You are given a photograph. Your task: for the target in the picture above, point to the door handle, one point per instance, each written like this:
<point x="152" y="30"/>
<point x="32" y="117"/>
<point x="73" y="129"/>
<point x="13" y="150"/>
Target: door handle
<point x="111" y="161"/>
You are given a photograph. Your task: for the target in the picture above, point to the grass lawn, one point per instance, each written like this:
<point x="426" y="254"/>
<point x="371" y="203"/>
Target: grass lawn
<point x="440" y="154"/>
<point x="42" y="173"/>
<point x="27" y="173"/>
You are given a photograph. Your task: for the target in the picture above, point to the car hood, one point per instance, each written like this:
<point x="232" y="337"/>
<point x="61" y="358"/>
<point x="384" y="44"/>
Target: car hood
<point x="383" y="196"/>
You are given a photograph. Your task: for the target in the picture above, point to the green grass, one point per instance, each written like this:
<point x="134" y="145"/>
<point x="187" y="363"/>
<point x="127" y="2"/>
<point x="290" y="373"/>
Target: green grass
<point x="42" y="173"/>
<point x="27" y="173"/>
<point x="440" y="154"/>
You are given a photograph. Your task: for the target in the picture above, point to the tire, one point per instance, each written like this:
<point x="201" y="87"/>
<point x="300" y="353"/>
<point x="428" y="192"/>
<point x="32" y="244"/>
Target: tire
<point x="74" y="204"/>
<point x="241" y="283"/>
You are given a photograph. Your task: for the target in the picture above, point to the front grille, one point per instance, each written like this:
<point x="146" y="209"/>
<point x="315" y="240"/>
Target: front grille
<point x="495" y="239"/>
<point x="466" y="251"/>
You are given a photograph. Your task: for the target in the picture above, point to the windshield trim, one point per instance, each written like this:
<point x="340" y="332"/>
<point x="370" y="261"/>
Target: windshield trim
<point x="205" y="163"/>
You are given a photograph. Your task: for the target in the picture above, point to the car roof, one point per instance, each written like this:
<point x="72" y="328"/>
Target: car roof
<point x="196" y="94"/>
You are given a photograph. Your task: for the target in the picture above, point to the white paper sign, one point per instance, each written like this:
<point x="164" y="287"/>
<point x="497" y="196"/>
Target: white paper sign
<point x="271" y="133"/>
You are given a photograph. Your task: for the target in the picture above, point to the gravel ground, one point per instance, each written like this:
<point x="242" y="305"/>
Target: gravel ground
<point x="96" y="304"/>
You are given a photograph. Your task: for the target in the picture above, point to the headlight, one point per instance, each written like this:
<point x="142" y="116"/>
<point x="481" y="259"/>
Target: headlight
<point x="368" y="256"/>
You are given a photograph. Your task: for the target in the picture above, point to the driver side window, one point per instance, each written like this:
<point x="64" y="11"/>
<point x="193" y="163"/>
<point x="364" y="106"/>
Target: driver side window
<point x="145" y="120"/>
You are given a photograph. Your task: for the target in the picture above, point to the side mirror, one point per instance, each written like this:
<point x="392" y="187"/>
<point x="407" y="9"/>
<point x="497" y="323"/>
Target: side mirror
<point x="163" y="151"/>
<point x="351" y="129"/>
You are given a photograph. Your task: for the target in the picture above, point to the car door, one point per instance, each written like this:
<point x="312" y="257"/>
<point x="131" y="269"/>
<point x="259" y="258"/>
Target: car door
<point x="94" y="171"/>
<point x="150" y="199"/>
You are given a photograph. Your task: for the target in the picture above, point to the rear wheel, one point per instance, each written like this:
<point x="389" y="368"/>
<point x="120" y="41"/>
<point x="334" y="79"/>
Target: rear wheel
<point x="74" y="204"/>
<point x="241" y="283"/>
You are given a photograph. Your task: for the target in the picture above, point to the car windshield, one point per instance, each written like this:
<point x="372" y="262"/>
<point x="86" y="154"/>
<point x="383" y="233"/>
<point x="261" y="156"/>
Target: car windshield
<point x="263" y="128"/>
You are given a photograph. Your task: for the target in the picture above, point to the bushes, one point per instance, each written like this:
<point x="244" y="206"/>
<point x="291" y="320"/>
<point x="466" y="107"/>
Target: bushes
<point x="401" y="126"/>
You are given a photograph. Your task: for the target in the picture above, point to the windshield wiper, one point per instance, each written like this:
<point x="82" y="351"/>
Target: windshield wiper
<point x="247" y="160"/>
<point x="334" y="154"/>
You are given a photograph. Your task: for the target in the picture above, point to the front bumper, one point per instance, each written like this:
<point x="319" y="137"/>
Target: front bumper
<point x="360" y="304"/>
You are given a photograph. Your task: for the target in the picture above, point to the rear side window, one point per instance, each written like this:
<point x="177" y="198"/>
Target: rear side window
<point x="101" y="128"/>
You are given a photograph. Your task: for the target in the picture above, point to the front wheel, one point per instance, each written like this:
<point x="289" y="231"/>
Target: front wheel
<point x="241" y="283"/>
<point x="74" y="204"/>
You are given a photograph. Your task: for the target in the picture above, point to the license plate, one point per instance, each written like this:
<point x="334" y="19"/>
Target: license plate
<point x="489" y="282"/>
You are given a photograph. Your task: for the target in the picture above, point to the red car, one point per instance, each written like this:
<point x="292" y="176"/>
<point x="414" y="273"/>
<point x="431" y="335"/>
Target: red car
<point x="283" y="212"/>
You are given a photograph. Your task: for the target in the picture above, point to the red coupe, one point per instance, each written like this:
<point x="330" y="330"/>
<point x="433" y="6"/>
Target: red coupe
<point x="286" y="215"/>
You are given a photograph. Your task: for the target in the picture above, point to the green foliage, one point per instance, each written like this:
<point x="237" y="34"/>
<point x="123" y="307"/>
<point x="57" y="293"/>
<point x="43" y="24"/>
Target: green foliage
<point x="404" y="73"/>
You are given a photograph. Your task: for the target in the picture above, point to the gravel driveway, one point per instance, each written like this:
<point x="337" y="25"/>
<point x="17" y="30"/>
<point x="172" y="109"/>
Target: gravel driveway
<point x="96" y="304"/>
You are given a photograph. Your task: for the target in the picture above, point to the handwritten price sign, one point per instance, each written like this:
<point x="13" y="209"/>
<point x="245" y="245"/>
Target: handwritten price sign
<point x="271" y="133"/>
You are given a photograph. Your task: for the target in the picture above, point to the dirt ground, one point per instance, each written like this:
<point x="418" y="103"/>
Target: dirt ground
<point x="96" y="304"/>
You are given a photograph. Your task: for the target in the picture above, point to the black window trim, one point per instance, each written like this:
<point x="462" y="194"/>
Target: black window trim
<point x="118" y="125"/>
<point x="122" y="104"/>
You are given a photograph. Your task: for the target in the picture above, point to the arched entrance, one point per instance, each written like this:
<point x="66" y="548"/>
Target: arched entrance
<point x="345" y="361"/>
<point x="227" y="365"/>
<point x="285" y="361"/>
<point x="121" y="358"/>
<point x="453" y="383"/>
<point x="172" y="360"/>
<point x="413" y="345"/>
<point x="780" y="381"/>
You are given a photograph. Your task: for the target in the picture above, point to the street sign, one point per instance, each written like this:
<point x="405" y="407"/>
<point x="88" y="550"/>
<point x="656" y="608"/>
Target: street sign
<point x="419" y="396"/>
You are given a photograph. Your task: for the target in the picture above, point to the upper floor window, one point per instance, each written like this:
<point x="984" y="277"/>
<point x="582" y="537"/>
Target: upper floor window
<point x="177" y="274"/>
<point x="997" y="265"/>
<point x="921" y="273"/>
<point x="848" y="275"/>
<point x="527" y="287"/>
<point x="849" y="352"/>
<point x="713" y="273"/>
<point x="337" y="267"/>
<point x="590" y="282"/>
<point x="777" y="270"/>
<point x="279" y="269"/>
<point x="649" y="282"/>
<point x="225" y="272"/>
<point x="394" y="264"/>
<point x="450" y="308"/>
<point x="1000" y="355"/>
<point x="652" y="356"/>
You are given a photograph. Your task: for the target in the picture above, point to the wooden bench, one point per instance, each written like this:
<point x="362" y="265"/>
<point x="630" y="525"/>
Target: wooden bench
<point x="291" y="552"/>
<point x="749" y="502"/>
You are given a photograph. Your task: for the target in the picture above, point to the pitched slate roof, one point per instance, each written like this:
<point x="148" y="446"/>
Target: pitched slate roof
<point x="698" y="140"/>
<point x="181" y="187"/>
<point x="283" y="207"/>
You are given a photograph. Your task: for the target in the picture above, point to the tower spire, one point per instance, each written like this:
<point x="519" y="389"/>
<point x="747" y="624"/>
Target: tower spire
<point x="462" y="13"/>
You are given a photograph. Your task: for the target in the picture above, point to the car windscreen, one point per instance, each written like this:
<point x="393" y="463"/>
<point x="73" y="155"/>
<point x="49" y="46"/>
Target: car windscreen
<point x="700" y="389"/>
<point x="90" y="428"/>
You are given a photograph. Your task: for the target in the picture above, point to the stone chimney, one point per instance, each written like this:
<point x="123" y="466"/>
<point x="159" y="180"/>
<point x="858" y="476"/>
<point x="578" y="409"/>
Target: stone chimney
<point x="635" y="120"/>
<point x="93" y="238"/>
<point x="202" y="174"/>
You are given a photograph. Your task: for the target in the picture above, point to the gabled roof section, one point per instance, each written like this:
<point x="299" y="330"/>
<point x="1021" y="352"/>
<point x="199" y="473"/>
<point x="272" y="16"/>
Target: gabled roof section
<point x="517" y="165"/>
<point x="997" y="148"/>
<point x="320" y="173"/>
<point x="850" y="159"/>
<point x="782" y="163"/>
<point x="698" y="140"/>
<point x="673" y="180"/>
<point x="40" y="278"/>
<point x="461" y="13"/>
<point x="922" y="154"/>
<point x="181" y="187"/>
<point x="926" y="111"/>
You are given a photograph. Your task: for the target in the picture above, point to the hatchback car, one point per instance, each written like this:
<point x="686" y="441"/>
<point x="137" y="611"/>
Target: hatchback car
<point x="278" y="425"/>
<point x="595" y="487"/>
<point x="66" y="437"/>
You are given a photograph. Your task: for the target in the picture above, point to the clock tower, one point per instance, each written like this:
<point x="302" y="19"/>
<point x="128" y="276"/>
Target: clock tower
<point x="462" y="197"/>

* * * * * * *

Exercise: Please switch "gabled" to "pitched" in the data, starting at the line containing "to the stone" and ending at the last line of the data. Write out only those lines, with everything else left unchanged.

Correct response:
You are given a photograph. Your task: for the target in the picture above, point to the stone chimney, one point per instance, each written like this:
<point x="123" y="466"/>
<point x="159" y="180"/>
<point x="858" y="476"/>
<point x="578" y="409"/>
Target: stone chimney
<point x="635" y="120"/>
<point x="93" y="238"/>
<point x="202" y="174"/>
You are given a photograph. Your task: for the target in the picture above, point to the pitched roof section, one point per instance, each written like this:
<point x="299" y="330"/>
<point x="1021" y="352"/>
<point x="199" y="473"/>
<point x="272" y="16"/>
Target: pitched roof section
<point x="517" y="165"/>
<point x="997" y="148"/>
<point x="320" y="173"/>
<point x="850" y="159"/>
<point x="782" y="163"/>
<point x="698" y="140"/>
<point x="673" y="180"/>
<point x="40" y="278"/>
<point x="461" y="13"/>
<point x="922" y="154"/>
<point x="181" y="187"/>
<point x="926" y="111"/>
You are given a photograph. Your task: for the target in the picture above, point to the hatchback car, one point per instance, each written like this:
<point x="686" y="441"/>
<point x="137" y="611"/>
Target: hatchback car
<point x="278" y="425"/>
<point x="595" y="487"/>
<point x="66" y="437"/>
You are given a photograph. Your task: for the target in the picture above, point to the clock tower, one point per instance, each written like this:
<point x="302" y="19"/>
<point x="128" y="276"/>
Target: clock tower
<point x="462" y="197"/>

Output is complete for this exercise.